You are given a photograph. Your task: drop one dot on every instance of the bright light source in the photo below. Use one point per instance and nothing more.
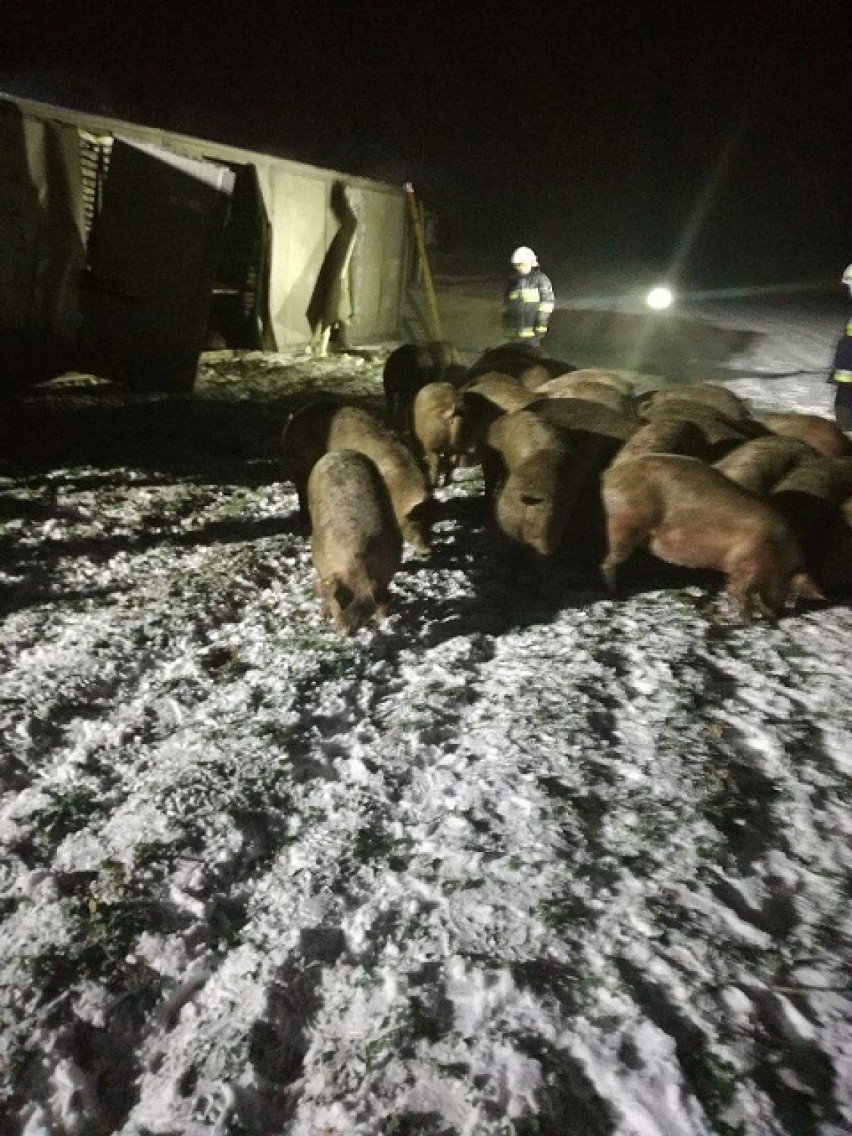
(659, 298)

* * *

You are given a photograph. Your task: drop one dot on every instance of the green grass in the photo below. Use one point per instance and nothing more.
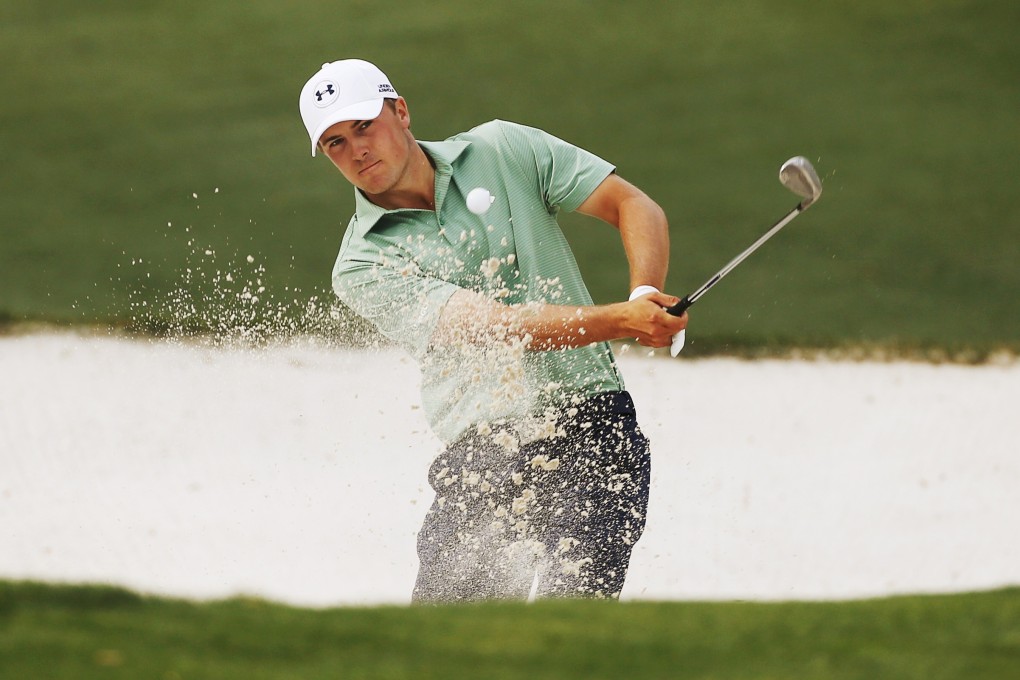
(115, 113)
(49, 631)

...

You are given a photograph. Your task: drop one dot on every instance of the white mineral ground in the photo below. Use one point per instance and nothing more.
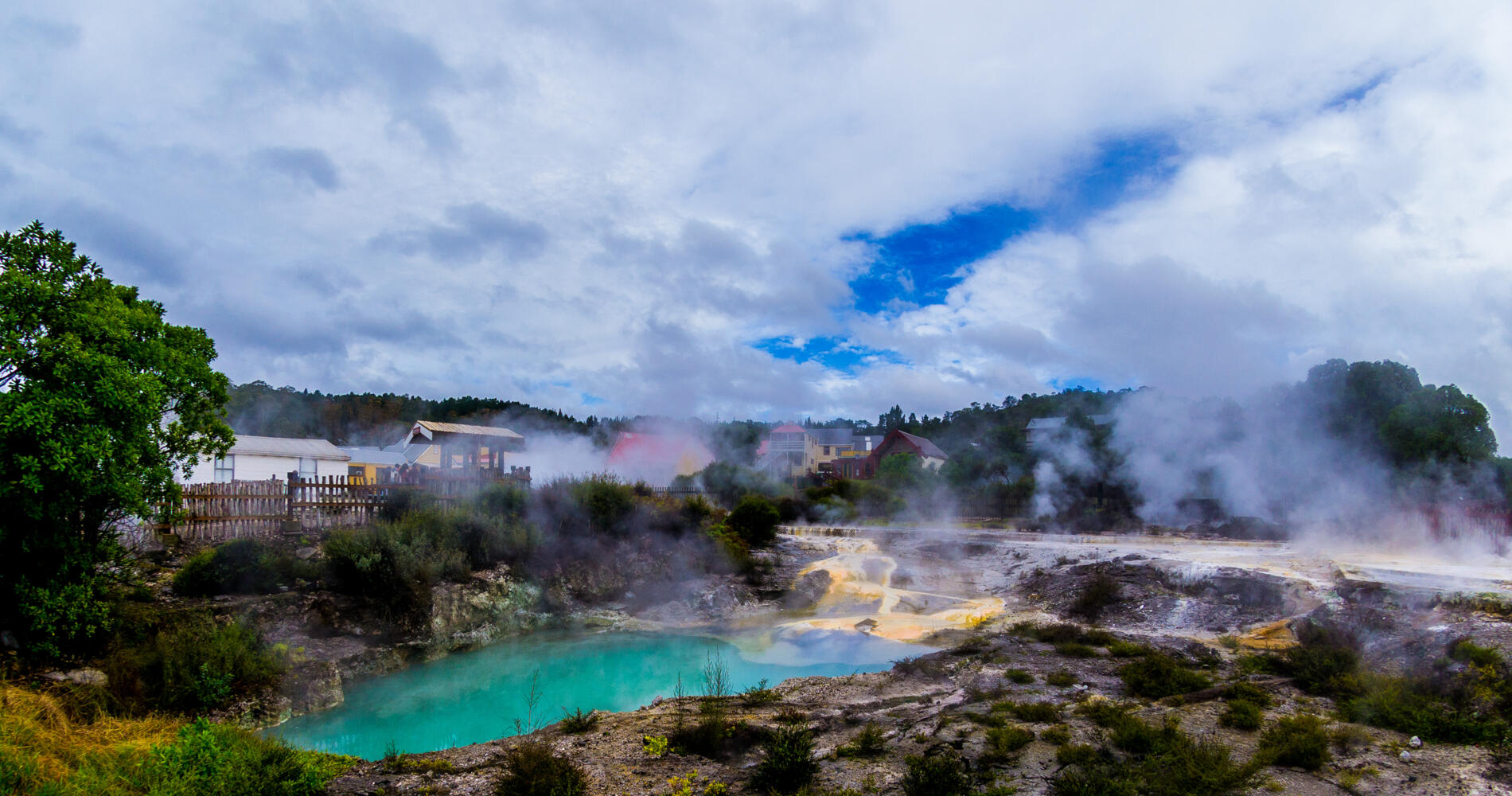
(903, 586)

__GIVEN TASK__. Collect every line of the material above that contains the word "point" and copy each one in full. Match case exactly.

__EXERCISE OUTPUT__.
You are given a photograph. Your task: drop one dot on every instance of the bright light source in the photo below. Use one point per instance and nothing more.
You are given a photograph. Your task: drop one dot on every instance of the green grass in the photo below. Use one point per instance and nothing more.
You are given a photograph. Your task: drop one dot on every instance of the white mineral ground in the photo below. Use one point per instance and nothing more.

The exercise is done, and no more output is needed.